Job: Reproduce the following material verbatim, omitting the picture from your output.

━━━━

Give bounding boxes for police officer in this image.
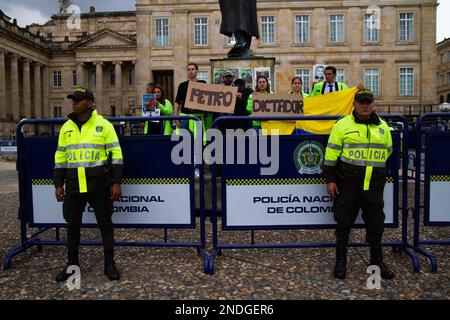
[309,66,348,97]
[54,88,123,282]
[324,89,395,279]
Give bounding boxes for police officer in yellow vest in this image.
[309,66,348,97]
[324,89,395,279]
[54,88,123,282]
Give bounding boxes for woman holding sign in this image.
[144,84,173,136]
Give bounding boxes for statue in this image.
[219,0,259,58]
[59,0,73,14]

━━━━

Solved exercise:
Give bounding boxes for police officer in this image.
[309,66,348,97]
[54,88,123,282]
[324,89,395,279]
Give bounding boxes for police officer in yellow vest in this image.
[309,66,348,97]
[324,89,395,279]
[54,88,123,282]
Give bounding boxes for woman holding sign in this image.
[144,84,173,136]
Give bounding boxes for statue in this image.
[219,0,259,58]
[59,0,73,14]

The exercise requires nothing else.